Problem: Alıntılanan metne göre mevsim değişiklikleri migreni neden etkileyebilir? Bir ile üç cümle arasında açıklayın.

Alıntılanan metin:
● ● ● ● ● ● ●

Migrenin değişen aralıklarla ataklar halinde görülen baş ağrısı tipidir. Ağrı çoğu zaman ense, şakaklardan başlayarak göz çevresinde yoğunlaşan, zonklayıcı karakterdedir. Ataklar öncesinde veya atak anında bulantı, kusma, ses ve ışığa karşı hassasiyet görülebilir." değerlendirmesinde bulundu. Dilekçi, hava değişimleri ve mevsim geçişlerinin de migreni tetiklediğini belirterek, "Özellikle lodos migren ataklarını çok sıklaştırıyor. Aynı şekilde sıcak nemli havalar da migren ataklarını artırıyor. Ayrıca mevsim değişiklikleri, kıştan yaza geçiş, yazdan kışa geçiş, vücut bir şeye alışıyor ve orada değişiklikler olmaya başladığı zaman migreni etkileyebiliyor.

● ● ● ● ● ● ●

Veri kümesi içeriği:
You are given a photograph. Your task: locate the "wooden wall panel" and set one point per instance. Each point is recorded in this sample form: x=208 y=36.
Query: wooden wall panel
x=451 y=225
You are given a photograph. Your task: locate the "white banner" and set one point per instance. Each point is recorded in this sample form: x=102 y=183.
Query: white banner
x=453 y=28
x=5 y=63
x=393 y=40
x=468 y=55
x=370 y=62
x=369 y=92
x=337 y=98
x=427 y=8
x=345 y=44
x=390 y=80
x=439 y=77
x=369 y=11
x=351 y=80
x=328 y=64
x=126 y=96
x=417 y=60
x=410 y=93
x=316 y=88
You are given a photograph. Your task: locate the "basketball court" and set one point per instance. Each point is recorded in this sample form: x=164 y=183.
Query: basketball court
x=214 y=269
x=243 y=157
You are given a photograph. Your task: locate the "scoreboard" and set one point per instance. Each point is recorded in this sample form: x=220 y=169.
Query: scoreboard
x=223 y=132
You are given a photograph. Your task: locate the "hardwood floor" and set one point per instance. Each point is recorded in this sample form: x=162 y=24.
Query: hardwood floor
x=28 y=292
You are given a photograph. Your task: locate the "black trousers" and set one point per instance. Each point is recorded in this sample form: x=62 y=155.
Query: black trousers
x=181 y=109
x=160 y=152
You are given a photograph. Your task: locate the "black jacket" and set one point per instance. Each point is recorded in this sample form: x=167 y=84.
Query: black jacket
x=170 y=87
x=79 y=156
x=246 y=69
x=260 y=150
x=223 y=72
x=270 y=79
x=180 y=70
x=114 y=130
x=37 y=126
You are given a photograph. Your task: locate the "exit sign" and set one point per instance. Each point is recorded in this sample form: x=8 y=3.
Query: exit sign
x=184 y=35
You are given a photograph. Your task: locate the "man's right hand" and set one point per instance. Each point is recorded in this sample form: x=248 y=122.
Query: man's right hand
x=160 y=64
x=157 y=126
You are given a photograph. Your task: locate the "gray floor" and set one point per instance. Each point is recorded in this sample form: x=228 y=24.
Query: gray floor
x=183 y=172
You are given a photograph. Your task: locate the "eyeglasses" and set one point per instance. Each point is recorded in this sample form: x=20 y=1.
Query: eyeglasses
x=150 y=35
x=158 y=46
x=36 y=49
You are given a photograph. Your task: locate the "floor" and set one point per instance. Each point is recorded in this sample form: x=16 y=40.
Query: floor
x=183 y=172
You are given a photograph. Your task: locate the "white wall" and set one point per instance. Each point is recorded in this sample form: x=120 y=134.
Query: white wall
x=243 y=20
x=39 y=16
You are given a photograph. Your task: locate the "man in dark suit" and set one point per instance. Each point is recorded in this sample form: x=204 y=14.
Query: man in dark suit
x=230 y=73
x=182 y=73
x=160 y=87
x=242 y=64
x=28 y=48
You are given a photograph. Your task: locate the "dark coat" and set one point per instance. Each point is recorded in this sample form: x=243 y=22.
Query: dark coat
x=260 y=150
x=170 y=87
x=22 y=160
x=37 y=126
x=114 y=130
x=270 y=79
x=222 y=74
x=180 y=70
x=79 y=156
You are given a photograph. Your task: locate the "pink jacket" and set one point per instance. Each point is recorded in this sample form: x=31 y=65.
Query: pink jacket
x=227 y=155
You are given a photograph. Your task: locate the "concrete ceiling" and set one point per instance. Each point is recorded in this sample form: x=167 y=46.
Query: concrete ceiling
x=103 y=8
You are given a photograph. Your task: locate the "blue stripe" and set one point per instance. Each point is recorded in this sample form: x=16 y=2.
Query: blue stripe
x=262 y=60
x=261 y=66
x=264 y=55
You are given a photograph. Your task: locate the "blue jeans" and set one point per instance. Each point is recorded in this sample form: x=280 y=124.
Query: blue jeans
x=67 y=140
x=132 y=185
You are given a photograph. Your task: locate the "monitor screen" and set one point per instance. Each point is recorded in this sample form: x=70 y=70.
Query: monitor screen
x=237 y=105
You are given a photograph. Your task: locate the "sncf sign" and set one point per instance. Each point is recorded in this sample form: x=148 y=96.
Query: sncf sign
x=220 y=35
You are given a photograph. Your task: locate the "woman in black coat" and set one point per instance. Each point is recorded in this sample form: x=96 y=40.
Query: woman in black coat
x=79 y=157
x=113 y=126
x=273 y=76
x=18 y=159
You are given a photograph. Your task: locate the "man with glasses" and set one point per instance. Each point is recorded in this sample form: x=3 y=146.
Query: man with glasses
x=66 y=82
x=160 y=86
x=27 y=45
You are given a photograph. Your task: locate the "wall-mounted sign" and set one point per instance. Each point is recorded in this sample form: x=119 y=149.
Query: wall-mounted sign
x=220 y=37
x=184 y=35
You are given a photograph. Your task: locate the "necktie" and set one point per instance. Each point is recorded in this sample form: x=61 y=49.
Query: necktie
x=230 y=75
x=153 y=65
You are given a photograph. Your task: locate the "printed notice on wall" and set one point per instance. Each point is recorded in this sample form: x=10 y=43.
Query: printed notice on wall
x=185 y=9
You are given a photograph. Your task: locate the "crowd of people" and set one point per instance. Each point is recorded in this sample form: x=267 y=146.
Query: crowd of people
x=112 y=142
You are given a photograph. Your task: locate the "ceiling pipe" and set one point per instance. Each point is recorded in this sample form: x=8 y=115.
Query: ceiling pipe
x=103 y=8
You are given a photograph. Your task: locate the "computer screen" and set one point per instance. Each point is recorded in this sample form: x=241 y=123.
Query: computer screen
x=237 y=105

● ● ● ● ● ● ●

Alıştırma yanıtı: Metne göre vücut bir duruma alışıyor. Kıştan yaza ya da yazdan kışa geçerken bu alışılmış durumda değişiklikler olmaya başlayınca bu durum migreni etkileyebiliyor.